- Extract to read
(begin)

How to get fired from your first job?

What are the chances?, you’re 20, in your first job, leaving for the day on a Friday when you have to come back the day after and open the shutter of the damning basement, and you get fired with a day’s notice. One day.

It’s been my story.

At around 7 PM on May 11, 2018, I found myself walking up to my boss to inform them I’m leaving for the day. He asks me to hold on for a little as he needs to talk. It was unusual, especially because all Saturdays were working. This wasn’t something that was only going to happen two days after on a Monday.

The “founders’ chambers” as he preferred to call them, were not a separate cabin, it was a comparatively large white table that could seat four people comfortably in an area separated by a roughly 5 and a half feet tall gypsum board. I sat right before the partition.

I sit opposite him, and on my left is the other co-founder. As much as I can recall, I didn’t look at her directly during the entire conversation. Still, with my limited peripheral vision, I could make out a face with obvious concern, although it was only subtle till then.

Soon, the subject of the conversation was my lack of enthusiasm conveyed via his limited vocabulary. The guy meant I’m not as keen to work, or my motivations have taken a dip, which they had. Initially, I thought his larger agenda was to get me to talk. Not in a manner that he’s been concerned about how things have changed for the worse. Just to quench his mild or annoying curiosity. Not to find cause to improve the situation. But, to have closure in his head to execute the call he’d already taken.

It progressed how anyone in his position would do it. The keywords to the questions were lack of energy, motivation, performance, liking, reasons, and over time.

He thought he was sophisticated, often validated by those around him, mainly friends and family, and his occasional flirting with customers about to get married. About to get married, because the business at the time mostly sold custom fit ethnic wear you’d pin on Pinterest. And because everybody cannot afford the original designer, you had these players who came to the rescue.

Being an engineer, followed by an MBA and some random internship at one of the Coca-Cola manufacturers was his story tale route to be. He reeked of mediocrity. Even today, if I look back, and recall well, my views on him never changed, even before or after this happened. I would look past the little maturity I had to focus on the unsolved questions I’d asked myself due to my choices for my career.

As the conversation progressed, it started to get obvious. He was as subtle as men staring at your bosom while talking to you. He’d keep going loops around the fact that if there is something which is bothering me, to be let out and maybe it gives me a fighting chance at the feet of the almighty mediocre CEO.


My throat started to choke up a little.

I maintained eye contact, directly but with a fear at the back of my head, I kept saying no, no to an answer, no to more information, no to anything he claimed was true. Sooner, the woman to my left started to tear up a little. What followed was a two-part surprise for me.

  1. He already had an email of termination ready in the drafts, all set to be sent out.

  2. My last day was tomorrow, yes, the day after. The notice I got to serve was one day, seemingly because I was fired at the end of that workday, and they’d need me to tell them what all I’d worked on, including sharing access to them since the CEO couldn’t afford business emails. Everything was on my personal email, and mostly via my still, personal phone no.

I took 26 minutes to reply back.


How much of a problem was this?

(end)

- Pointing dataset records

(begin)

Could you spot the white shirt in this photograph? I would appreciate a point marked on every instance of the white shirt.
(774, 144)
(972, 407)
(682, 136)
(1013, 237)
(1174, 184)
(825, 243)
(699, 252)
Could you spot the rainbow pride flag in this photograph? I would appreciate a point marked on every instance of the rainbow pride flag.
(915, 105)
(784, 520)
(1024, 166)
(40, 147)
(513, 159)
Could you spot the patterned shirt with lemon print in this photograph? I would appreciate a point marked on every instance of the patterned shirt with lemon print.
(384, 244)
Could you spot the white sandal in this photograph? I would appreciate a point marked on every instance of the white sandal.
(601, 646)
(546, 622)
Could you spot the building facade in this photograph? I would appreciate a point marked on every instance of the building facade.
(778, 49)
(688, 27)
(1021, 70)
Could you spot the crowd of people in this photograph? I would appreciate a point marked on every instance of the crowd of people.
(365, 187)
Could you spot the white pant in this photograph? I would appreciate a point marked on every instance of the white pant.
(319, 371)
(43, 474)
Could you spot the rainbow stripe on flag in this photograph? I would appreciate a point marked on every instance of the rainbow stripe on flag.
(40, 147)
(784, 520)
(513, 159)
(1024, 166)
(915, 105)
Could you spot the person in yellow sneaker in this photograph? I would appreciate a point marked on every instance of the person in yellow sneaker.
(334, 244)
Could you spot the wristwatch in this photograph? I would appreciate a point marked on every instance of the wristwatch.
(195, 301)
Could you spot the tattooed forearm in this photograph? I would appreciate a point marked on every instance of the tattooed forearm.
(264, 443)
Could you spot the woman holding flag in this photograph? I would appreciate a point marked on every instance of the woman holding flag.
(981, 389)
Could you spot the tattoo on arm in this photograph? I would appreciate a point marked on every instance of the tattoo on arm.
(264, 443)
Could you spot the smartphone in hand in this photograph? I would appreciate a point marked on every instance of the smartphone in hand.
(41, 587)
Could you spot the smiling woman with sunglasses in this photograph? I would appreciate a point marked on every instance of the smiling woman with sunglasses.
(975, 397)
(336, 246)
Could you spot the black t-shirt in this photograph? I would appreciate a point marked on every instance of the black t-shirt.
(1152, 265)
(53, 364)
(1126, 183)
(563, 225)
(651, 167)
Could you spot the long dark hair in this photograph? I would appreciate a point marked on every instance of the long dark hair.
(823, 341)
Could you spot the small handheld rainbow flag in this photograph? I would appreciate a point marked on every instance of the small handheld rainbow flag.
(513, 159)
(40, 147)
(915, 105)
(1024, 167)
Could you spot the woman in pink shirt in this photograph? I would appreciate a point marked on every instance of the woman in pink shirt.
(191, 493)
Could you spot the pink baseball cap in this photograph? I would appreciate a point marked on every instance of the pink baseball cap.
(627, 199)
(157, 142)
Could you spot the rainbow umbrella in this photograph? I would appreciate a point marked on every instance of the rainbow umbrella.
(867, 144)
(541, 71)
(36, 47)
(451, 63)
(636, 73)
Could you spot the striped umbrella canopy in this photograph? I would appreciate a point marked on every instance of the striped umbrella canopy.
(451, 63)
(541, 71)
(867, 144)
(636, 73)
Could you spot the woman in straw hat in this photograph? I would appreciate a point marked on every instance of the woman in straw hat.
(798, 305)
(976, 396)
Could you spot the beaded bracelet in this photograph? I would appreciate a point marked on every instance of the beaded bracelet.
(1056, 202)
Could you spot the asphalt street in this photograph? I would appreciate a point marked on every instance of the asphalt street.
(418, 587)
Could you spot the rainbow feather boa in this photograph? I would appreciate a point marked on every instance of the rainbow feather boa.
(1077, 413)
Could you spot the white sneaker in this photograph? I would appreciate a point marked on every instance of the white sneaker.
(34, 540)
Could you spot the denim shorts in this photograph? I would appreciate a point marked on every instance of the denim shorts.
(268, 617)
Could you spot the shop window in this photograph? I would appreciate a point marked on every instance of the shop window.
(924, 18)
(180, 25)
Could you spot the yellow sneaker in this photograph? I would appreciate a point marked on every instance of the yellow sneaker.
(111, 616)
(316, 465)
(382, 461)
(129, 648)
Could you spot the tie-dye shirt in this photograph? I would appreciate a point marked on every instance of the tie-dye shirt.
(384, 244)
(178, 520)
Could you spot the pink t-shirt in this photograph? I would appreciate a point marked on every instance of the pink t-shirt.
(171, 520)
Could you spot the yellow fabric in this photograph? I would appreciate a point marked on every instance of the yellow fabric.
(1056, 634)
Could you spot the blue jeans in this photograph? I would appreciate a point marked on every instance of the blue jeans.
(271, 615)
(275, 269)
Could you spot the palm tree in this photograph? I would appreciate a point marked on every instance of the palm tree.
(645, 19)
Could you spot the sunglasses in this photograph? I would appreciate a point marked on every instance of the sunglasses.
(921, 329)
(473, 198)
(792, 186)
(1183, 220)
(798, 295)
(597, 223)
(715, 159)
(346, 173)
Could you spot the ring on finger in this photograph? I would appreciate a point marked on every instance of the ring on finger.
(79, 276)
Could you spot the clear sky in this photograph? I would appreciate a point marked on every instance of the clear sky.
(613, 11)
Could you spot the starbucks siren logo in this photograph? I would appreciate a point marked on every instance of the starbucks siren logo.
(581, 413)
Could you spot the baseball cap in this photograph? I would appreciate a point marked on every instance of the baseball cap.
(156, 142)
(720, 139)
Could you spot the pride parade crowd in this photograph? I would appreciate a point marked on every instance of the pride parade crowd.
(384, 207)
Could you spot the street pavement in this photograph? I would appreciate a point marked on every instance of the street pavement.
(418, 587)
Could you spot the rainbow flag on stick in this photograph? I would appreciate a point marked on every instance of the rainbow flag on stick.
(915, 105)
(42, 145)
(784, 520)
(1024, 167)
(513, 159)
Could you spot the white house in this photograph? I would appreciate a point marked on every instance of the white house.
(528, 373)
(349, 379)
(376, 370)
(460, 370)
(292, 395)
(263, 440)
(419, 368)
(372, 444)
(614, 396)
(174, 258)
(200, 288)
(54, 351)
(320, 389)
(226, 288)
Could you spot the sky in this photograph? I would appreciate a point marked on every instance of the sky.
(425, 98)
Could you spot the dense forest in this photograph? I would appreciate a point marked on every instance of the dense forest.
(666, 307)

(end)

- Given problem A
Answer these questions using the essay about getting fired from a first job.
(i) At what time and on what date did the narrator walk up to the boss to say they were leaving for the day?
(ii) What separated the "founders' chambers" from the rest of the space?
(iii) How long did the narrator take to reply back?
- Given problem B
The essay about getting fired from a first job lists the keywords to the boss's questions. Name all of them.
- Given problem C
Continue the essay about getting fired from a first job, starting after the question "How much of a problem was this?"

- Task output A
(i) At around 7 PM on May 11, 2018.
(ii) A roughly 5 and a half feet tall gypsum board.
(iii) 26 minutes.

- Task output B
Lack of energy, motivation, performance, liking, reasons, and over time.

- Task output C
By this time, the other person in the equation, who also served zero value in the entire equation had tears rolling down her face. She cared for me, but her stupid heart belonged to the guy who was firing me. I don’t remember saying much, couldn’t, what would I?

There was no Uber Moto for that day, it was a long walk. After all of this, I still had to come the next day, carry my head down, speak at 20% of my volume and do the “KT”.

Deep down, I was fine not having this particular job, the people were good riddance, but the maths wasn’t working out. My rent was ₹6000 barring other expenses, my salary was ₹13500, and I was to be paid ₹5400 for working till the 12th of the month. And this money wasn’t going to come until the next pay cycle. Because you can fire with a notice period of one day, but full and final policies take their due time in a founder team of three, and employee count of three, aside from the masterjees. What further stopped me was having a working machine to actually get a “real” design job.

I didn’t really have friends, even if I did, I wouldn’t reach out. I couldn’t tell my parents, haven’t to this date. My parents have no clue about this. But I had Javed. He was much older, we’d go out to eat Biryani together. We got along because we’d seen people from different cultures, no intoxication, relatively struggling in their careers but we liked what we did or wanted to, at least. I do owe him big for his calmness that night.


My reply to him.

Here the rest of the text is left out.